O Conselho Federal de Medicina (CFM) publicou, no Diário Oficial da União (DOU), resolução que veda a realização da assistolia fetal em gestações com mais de 22 semanas para casos de aborto oriundos de estupro. O procedimento provoca a morte do feto por meio da administração de substâncias para, depois, ser retirado do útero da mulher. Para Ana Luiza Machado, especialista em Direito Médico e professora de Medicina do Centro Universitário de Brasília (CEUB), a resolução provocará uma potencial criminalização das vítimas que, ao invés de receberem amparo, não terão direito ao aborto legal.
“A resolução do CFM não vai impedir o aborto legal em caso de vítimas de estupro, mas vai dificultar o atendimento, aumentar a discussão, radicalizar opiniões, aumentar a judicialização e continuar a ignorar os direitos reprodutivos das mulheres”, pontua a professora do CEUB. No Brasil, a interrupção da gravidez é legal em três casos: quando há risco de vida para a mulher, quando a gestação resulta de um estupro ou quando o feto se desenvolve com anencefalia (condição caracterizada pela ausência parcial ou total do encéfalo.
Não existe um tempo máximo para fazer o aborto legal. Em 2012, o Ministério da Saúde publicou recomendação técnica do procedimento ser feito entre a 20ª e a 22ª semana de gestação ou quando o feto tem até 500g. No entanto, a orientação não é prevista em lei. As vítimas de estupro com gestação indesejada têm a garantia legal de realizar o aborto legal em hospitais da rede pública, sem necessidade de autorização judicial e em qualquer período gestacional.

Excertos das linhas ::
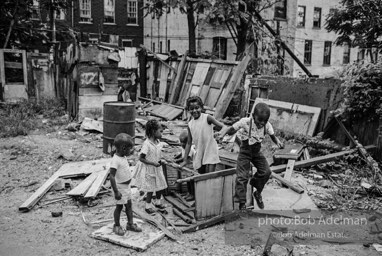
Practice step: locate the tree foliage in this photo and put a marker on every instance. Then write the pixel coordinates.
(363, 92)
(358, 22)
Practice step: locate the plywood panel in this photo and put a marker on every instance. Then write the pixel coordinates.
(293, 118)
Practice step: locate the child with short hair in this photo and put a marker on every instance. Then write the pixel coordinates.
(200, 132)
(149, 173)
(120, 179)
(252, 131)
(183, 138)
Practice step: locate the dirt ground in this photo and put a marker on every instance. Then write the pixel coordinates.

Questões sobre o material ::
A - Segundo o texto sobre a resolução do CFM, em quais casos a interrupção da gravidez é legal no Brasil?
B - Dê prosseguimento ao texto sobre a resolução do CFM a partir do ponto em que ele termina.
As linhas provêm de uma fonte distinta da do texto.

Lista de respostas ::
A - Quando há risco de vida para a mulher, quando a gestação resulta de um estupro ou quando o feto se desenvolve com anencefalia.

B -
Omissão de socorro X Processo ético
Para a especialista, haverá também impactos jurídicos para as instituições de saúde, devido à resolução do CFM: “Elas terão que lidar com essa situação, em que existe uma lei que garante o aborto legal em caso de estupro sem limite de tempo gestacional, ao mesmo tempo, os profissionais habilitados para o procedimento estão sujeitos a responderem um processo ético-profissional no seu Conselho Regional de Medicina se realizarem o aborto legal nessa situação”.
Além disso, um médico que não atenda uma vítima de estupro em busca de um aborto legal, não pode ser processado por omissão de socorro. “Ele somente poderá ser processado por omissão se for um caso de urgência/emergência e se não prestar atendimento”, acrescenta a docente do CEUB. A atitude do profissional se negar a fazer o aborto, alegando objeção de consciência, não será considerada omissão – sendo obrigação da instituição de saúde disponibilizar outro profissional para realizar o procedimento.
Conflito com o Código Civil
O Ministério Público Federal (MPF) já solicitou explicações ao CFM sobre a fundamentação científica para a resolução. O Conselho tem até cinco dias úteis para enviar os esclarecimentos. Entre os argumentos do CFM, está a Declaração Universal dos Direitos Humanos, que ninguém deve ser tratado de forma degradante, e a Constituição Federal, que prevê o direito inviolável à vida.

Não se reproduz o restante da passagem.